Excerpts of pointing data
========================================
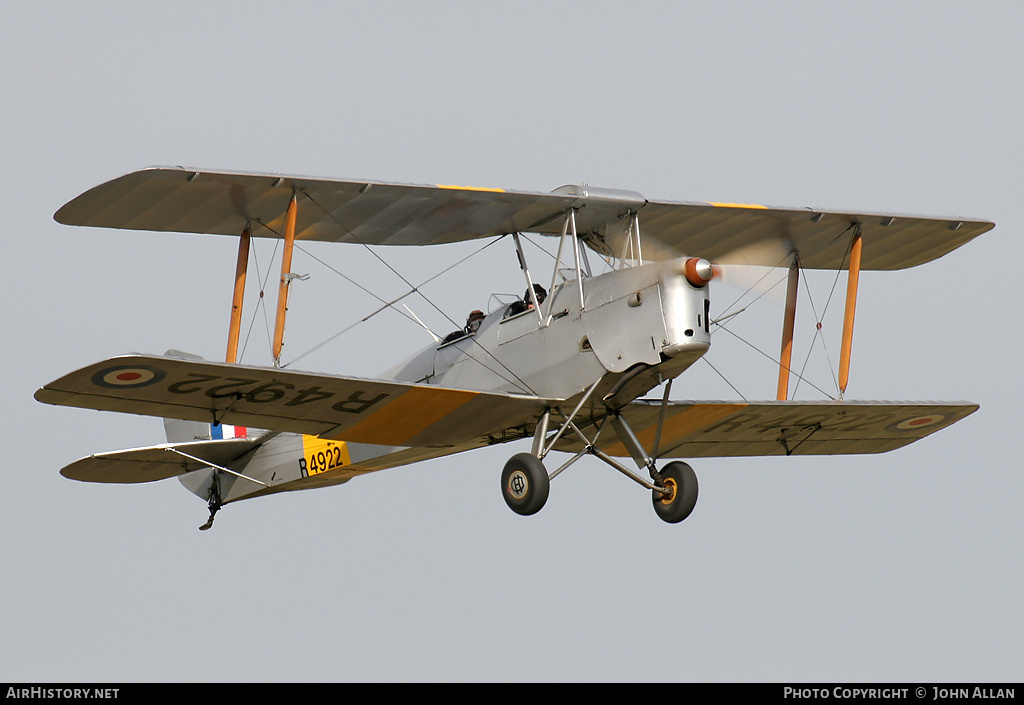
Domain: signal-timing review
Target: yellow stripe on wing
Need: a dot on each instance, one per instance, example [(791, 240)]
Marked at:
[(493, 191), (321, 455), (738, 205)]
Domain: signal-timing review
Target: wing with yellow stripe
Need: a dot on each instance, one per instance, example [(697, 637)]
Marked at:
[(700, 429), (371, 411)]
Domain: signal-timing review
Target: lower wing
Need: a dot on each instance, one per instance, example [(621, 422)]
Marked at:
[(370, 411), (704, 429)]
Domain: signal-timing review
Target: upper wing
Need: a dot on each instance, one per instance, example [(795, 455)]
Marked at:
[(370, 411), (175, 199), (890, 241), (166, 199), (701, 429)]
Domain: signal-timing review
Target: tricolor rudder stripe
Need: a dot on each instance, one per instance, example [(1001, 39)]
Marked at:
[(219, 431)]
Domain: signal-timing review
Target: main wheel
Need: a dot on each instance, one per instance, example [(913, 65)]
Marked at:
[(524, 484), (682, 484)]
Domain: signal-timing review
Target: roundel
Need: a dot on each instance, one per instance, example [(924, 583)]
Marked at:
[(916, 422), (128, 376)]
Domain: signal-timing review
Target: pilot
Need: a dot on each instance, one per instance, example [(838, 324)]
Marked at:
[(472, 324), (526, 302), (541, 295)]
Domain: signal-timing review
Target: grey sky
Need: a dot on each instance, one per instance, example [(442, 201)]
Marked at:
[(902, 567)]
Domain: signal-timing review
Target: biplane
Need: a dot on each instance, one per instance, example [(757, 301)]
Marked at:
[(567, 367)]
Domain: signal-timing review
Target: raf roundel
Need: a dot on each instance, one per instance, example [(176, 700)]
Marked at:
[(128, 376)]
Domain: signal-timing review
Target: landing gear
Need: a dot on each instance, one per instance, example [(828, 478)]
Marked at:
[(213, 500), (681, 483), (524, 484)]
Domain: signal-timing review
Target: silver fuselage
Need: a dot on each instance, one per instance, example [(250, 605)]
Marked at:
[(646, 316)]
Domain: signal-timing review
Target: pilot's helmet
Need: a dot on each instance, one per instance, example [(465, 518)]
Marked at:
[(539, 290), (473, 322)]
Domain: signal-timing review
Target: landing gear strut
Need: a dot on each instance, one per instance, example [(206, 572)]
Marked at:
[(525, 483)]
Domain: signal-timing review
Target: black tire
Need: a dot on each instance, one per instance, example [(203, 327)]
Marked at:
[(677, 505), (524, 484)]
========================================
* **WORK TO DO**: Convert every line of the listing above into a JSON list of strings, one string per line, omitting blank lines. Leave the picture lines out of the list.

* **RESULT**:
[
  "Domain: signal-timing review",
  "Target: yellow stripe on wing",
  "Need: a dot on each instance, one per instance, example [(791, 240)]",
  "Marked at:",
  "[(493, 191), (321, 455), (738, 205)]",
  "Domain: signal-timing review",
  "Target: wing with yellow stripe",
  "Need: a dot on each instance, one per instance, example [(697, 637)]",
  "Marked at:",
  "[(700, 429), (371, 411)]",
  "Domain: signal-timing review",
  "Target: lower wing",
  "Need: a dot on each instance, one per instance, example [(621, 422)]",
  "Marked at:",
  "[(370, 411), (704, 429)]",
  "Domain: signal-timing review",
  "Target: upper wing",
  "Need: a dot on each instance, one per instance, example [(795, 455)]",
  "Marked at:",
  "[(370, 411), (175, 199), (890, 241), (166, 199), (701, 429)]",
  "Domain: signal-timing review",
  "Target: tricolor rudder stripe",
  "Need: a dot on each instance, one per instance, example [(1001, 39)]",
  "Marked at:",
  "[(219, 431)]",
  "Domain: signal-timing review",
  "Target: main wheel",
  "Need: a dot on each instance, one per instance, example [(913, 65)]",
  "Marked at:",
  "[(524, 484), (682, 484)]",
  "Domain: signal-timing review",
  "Target: roundel",
  "Need: a dot on each instance, one per instance, example [(924, 583)]",
  "Marked at:",
  "[(916, 422), (128, 376)]",
  "Domain: signal-timing review",
  "Target: pilot",
  "Need: a dot on each instance, one per instance, example [(838, 324)]",
  "Marked at:",
  "[(472, 324), (526, 302), (541, 295)]",
  "Domain: signal-timing review",
  "Target: grey sky",
  "Need: a dot on each instance, one per instance, example [(442, 201)]",
  "Marked at:",
  "[(902, 567)]",
  "Domain: signal-timing review",
  "Target: biplane",
  "Need: a dot on each instance, one per instance, example [(757, 301)]",
  "Marked at:",
  "[(567, 367)]",
  "Domain: signal-timing review",
  "Target: raf roundel",
  "Need: a dot on each instance, one per instance, example [(176, 700)]",
  "Marked at:",
  "[(128, 376)]",
  "Domain: signal-timing review",
  "Target: landing gear",
  "Need: a dot on each instance, one per instance, example [(828, 478)]",
  "Marked at:",
  "[(213, 500), (681, 483), (524, 484)]",
  "Domain: signal-timing review",
  "Target: silver fuselage",
  "Need: a dot on each instance, one per instance, example [(250, 605)]",
  "Marked at:",
  "[(646, 316)]",
  "Domain: signal-timing review",
  "Target: pilot's helmet",
  "Need: a dot on each instance, one per instance, example [(465, 518)]",
  "Marked at:",
  "[(539, 290), (473, 322)]",
  "Domain: signal-timing review",
  "Target: landing gear strut",
  "Need: a dot on each instance, one per instance, example [(206, 572)]",
  "Marked at:",
  "[(525, 483)]",
  "Domain: signal-timing review",
  "Target: black tire",
  "Need: a dot on each instance, one per instance, example [(203, 327)]",
  "Marked at:",
  "[(677, 505), (524, 484)]"
]